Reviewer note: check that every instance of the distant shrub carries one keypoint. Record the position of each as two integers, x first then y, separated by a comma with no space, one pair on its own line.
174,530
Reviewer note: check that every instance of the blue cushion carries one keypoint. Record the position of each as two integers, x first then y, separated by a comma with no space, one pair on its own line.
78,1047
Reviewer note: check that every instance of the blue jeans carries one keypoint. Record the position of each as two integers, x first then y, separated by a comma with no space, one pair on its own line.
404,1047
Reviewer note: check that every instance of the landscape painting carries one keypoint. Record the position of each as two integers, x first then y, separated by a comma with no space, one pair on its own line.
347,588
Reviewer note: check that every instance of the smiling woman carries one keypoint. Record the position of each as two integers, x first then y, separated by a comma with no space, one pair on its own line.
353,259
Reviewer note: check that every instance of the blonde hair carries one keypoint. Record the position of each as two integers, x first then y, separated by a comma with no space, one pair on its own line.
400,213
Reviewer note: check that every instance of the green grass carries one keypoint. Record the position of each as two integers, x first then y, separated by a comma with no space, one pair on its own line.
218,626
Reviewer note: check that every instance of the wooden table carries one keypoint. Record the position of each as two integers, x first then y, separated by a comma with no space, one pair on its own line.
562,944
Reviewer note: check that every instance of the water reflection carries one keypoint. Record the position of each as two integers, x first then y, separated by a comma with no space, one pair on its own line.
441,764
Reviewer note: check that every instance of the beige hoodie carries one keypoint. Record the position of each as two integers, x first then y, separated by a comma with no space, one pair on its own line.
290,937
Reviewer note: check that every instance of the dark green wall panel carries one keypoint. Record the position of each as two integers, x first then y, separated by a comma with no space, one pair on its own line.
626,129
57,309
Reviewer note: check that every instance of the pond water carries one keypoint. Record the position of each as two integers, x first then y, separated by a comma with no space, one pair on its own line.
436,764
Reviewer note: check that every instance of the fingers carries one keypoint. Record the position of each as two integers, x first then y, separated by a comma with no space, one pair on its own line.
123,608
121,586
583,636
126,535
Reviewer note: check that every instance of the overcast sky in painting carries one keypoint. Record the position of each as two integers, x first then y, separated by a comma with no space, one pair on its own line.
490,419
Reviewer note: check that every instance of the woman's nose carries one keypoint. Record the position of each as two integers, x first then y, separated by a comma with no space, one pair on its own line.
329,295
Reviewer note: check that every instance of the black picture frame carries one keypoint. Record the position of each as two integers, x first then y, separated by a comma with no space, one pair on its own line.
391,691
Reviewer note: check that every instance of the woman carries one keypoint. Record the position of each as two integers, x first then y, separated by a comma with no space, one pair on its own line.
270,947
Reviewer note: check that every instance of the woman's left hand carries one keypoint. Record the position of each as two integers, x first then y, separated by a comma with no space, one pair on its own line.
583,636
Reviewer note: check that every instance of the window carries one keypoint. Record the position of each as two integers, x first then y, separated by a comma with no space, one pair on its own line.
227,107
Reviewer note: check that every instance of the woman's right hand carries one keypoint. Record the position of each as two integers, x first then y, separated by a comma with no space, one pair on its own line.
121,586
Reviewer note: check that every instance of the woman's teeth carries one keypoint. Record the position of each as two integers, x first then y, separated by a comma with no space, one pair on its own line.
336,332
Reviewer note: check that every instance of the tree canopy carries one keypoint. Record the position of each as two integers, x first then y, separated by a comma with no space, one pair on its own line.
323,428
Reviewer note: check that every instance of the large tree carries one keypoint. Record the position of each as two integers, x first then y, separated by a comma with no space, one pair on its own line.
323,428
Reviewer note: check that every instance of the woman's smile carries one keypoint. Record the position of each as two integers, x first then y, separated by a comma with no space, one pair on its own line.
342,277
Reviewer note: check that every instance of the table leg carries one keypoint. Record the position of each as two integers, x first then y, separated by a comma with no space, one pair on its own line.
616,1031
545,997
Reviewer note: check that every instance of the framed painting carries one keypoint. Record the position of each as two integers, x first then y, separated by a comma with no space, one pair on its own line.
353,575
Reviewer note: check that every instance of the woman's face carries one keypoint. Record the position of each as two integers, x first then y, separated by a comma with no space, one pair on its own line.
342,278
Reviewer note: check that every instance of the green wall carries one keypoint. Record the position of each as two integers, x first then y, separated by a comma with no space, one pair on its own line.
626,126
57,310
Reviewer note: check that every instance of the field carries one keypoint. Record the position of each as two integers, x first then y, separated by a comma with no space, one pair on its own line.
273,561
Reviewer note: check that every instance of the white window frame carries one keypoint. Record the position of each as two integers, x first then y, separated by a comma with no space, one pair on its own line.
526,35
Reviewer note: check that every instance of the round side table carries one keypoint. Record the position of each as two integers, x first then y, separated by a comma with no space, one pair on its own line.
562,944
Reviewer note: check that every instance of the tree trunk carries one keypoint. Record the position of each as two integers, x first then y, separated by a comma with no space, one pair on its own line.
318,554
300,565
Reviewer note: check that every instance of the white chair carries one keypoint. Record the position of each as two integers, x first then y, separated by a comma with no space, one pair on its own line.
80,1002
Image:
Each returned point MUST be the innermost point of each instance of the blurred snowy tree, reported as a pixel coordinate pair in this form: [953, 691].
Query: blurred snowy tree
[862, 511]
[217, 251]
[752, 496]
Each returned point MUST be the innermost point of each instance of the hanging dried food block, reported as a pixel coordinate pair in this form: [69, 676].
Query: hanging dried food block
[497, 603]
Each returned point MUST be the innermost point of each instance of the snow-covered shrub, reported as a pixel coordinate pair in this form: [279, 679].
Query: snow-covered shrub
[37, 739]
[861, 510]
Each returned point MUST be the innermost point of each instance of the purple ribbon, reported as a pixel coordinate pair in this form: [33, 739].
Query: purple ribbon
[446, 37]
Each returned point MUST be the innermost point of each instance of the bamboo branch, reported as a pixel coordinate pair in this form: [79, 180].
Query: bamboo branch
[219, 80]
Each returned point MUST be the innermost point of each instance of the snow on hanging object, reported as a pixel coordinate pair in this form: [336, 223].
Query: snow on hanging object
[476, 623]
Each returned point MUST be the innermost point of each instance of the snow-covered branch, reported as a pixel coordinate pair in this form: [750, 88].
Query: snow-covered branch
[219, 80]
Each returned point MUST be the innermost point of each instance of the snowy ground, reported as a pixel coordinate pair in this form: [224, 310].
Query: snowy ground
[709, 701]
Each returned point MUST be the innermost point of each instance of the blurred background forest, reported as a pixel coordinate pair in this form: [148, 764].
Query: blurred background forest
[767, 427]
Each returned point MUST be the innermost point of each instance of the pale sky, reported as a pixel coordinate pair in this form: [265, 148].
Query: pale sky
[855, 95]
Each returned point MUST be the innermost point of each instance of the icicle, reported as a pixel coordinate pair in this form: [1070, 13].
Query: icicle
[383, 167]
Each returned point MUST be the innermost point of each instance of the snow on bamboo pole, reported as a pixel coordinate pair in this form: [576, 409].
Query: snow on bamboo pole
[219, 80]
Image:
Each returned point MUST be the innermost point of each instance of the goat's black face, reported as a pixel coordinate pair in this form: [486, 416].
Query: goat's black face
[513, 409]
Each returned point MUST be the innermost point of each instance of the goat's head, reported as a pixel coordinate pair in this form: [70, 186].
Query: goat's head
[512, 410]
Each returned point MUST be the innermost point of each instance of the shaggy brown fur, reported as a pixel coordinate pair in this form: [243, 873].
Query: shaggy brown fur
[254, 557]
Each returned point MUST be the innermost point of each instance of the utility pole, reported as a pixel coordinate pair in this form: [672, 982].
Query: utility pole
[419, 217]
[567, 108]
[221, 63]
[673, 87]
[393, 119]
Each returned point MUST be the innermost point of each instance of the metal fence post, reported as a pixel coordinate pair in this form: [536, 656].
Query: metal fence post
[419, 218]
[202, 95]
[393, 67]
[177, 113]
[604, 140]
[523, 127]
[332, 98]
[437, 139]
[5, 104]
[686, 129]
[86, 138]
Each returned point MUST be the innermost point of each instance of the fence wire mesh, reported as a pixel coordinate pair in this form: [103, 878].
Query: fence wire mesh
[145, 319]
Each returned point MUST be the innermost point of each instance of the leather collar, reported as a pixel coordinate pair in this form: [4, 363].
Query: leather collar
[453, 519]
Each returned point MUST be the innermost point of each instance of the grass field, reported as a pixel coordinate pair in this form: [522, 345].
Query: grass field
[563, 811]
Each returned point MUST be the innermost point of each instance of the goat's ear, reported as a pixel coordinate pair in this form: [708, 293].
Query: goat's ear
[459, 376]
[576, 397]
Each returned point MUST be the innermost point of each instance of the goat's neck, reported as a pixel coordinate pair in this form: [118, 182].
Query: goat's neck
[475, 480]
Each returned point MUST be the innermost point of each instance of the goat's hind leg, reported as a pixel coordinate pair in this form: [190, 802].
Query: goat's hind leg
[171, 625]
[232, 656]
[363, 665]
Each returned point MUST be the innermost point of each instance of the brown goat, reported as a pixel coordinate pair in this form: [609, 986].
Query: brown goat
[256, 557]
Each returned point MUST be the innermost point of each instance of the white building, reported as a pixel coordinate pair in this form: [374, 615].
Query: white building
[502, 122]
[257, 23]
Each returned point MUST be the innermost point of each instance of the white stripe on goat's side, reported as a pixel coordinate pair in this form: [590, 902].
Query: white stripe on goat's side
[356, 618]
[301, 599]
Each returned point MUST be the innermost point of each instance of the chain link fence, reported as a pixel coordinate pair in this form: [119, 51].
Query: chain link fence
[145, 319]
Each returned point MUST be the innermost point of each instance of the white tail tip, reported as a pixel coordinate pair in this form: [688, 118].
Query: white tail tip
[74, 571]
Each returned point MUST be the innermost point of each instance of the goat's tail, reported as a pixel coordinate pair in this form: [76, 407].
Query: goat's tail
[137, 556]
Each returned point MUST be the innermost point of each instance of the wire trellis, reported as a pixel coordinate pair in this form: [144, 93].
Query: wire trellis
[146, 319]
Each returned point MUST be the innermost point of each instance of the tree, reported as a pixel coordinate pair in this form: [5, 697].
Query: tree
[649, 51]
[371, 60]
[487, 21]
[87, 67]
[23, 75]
-.-.-
Given exercise: Give back exactly the lines beginning at the one with "form: [119, 51]." and ending at the final line of the material; both boundary lines belong in it.

Exercise output:
Each returned point MUST be the innermost point of each instance of the chain link fence, reported as a pixel coordinate pair in this form: [119, 51].
Query: chain link fence
[145, 319]
Each returned point MUST be the innermost point of each instance of the white tail tip, reported as a pixel coordinate pair in this form: [688, 118].
Query: white tail tip
[74, 571]
Each returned point MUST be the innermost point of each instance of the goat's tail, reported as a pixel coordinate pair in this form: [76, 407].
Query: goat's tail
[137, 556]
Each returned point MUST be the innermost point of each instance of the wire trellis, reported as a pixel coordinate pair in this form: [144, 93].
Query: wire trellis
[146, 319]
Each returned point MUST be the innermost point of each instance of the tree, reported as a pixel coordinate pair in this form: [5, 697].
Query: tree
[649, 51]
[371, 60]
[487, 21]
[87, 67]
[23, 75]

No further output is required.